PROMPT A: Swap "marker" for "pin" in the rows, from the line containing "red jacket in" up to and including the last line of the rows, and give back only those lines with everything else unchanged.

====

Every element is a stepping stone in the user's journey from point A to point B. Design each one through the lens of that experience.

Read references/elements-knowledge.md for detailed guidance on specific element types.

Universal Principles

Start with platform defaults

Before designing any element from scratch, look at how iOS (HIG) or the web (shadcn/Tailwind) handles it. Match the convention, then exceed it.

Consistency over creativity

A consistent set of "good" components beats a mix of some "great" and some "mediocre." Every element should feel like it belongs to the same family.

State coverage

Every interactive element needs ALL states designed:

  • Default, Hover, Focused/Active, Disabled, Error, Success, Loading
  • Empty states for lists, search results, data views
  • Skeleton/loading states for async content

Missing states is the fastest way to look amateur.

Navigation

  • Mobile: Bottom tab bar for 3-5 primary destinations. More than 5? Reconsider information architecture.
  • Web app: Sidebar for apps (collapsible), top bar for marketing sites.
  • Highlight the active state clearly — color, weight, or indicator mark.

====

PROMPT B: Extend the guidance on designing interface elements beyond its last line.

====

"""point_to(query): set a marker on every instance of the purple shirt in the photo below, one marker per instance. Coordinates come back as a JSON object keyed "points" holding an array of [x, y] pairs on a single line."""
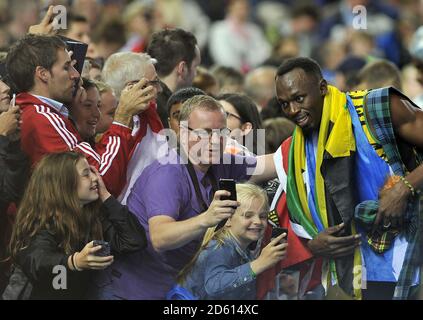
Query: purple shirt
{"points": [[166, 189]]}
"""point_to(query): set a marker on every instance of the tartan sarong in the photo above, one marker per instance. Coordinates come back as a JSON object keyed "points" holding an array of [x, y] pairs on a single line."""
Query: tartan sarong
{"points": [[379, 115], [380, 240]]}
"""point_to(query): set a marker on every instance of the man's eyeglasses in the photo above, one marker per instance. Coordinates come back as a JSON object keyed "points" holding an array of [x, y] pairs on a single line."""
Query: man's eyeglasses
{"points": [[208, 133], [155, 83], [228, 114]]}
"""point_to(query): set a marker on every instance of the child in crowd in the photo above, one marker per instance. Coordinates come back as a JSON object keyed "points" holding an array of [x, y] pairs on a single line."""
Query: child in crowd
{"points": [[65, 207], [224, 267]]}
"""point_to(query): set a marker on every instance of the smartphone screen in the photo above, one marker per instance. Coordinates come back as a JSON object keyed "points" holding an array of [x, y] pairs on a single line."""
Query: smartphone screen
{"points": [[228, 185], [276, 232]]}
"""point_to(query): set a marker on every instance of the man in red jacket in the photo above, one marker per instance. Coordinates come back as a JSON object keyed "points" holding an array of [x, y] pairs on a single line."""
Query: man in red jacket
{"points": [[44, 74]]}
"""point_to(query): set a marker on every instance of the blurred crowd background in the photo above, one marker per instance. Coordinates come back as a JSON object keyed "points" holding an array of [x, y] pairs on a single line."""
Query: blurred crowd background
{"points": [[244, 35]]}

====

TASK RESPONSE A:
"""point_to(query): set a pin on every instance of the man in red jacket in the photo above, one pin per instance. Coordinates come back as a JSON object keyed "points" holding an array of [x, y] pairs on a single line."""
Query: man in red jacket
{"points": [[44, 74]]}
"""point_to(query): set a pin on every instance of the blurred crowd background in the photo above, one pin per instance. Coordinates come back as a JSON object keyed "points" holding an array of [x, y] pairs on a single line."""
Query: blurred crowd background
{"points": [[244, 35]]}

TASK RESPONSE B:
  • Secondary navigation (settings, profile) can live in header icons rather than tabs.
  • Test navigation labels at realistic lengths — "Activity" fits, "Transaction History" might not.

Input Fields

The mighty input needs extensive design work:

  • Label: Top-aligned, 8px gap to field, same or slightly smaller size as input text
  • Placeholder: AA-large contrast (3:1) minimum — dark enough to read, light enough to not look pre-filled
  • Focus state: Unmistakable. 2px colored border is the standard.
  • Error state: Red border + icon + message. Color alone isn't accessible.
  • Helper text: Below the field, 2pt smaller than input text, AA contrast
  • Sizing: Match field width to expected content. Zip code doesn't need a full-width field.

Input variants to design

Default, hover, focused, filled, error, success, disabled, password (with show/hide), multiline, dropdown, prefixed, character count, checkboxes, radio buttons, toggles.

Lists and Cards

Lists: Best for scannable, text-heavy content. Consistent row height creates rhythm. Consider avatars, metadata, and right-side accessories.

Cards: Best for visual content, browsable collections. Consistent aspect ratios. Consider how they reflow at different screen sizes.

The key question: Does the user need to scan quickly (list) or browse visually (cards)?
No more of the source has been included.